**** PROVIDED RECORDS
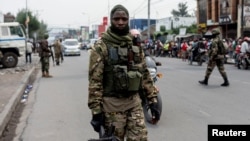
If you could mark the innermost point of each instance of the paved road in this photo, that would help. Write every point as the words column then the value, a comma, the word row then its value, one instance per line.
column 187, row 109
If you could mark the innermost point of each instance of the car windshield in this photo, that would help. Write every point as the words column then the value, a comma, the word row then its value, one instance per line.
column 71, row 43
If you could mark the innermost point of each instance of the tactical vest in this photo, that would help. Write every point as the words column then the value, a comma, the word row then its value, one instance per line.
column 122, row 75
********
**** PROVIDED RECORDS
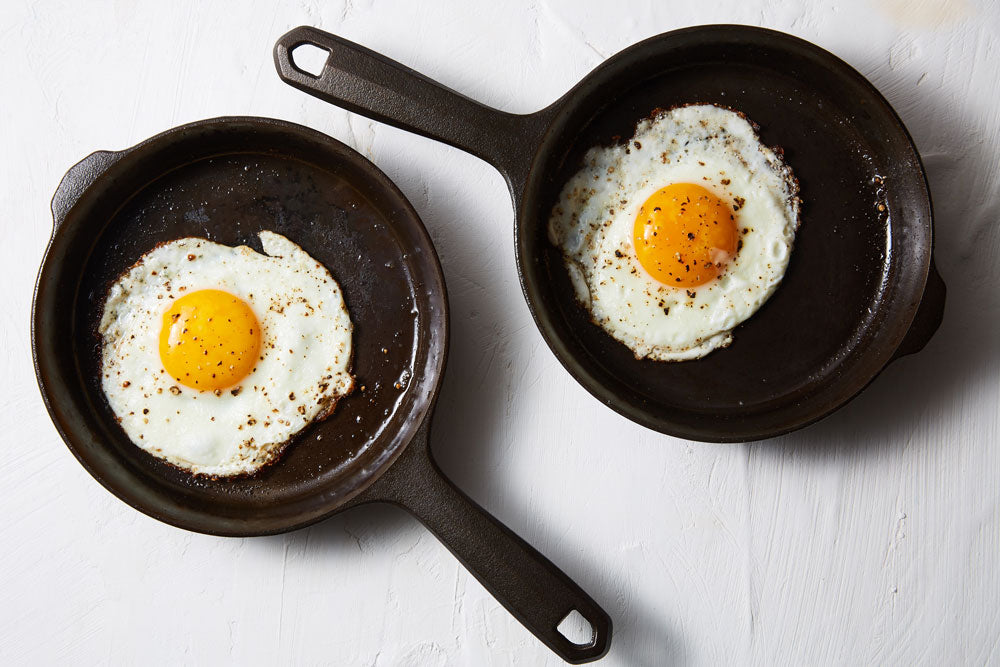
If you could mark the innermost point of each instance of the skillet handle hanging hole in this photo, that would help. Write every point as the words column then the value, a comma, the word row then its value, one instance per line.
********
Pick out each line of the material that contains the word "paved" and copy it in full.

▶ ANSWER TO THE EXERCISE:
If you could mark the innermost point of each instance of the paved road in this photo, that would help. Write every point as the words column then the value, a comma, the word row then its value, one instance per line.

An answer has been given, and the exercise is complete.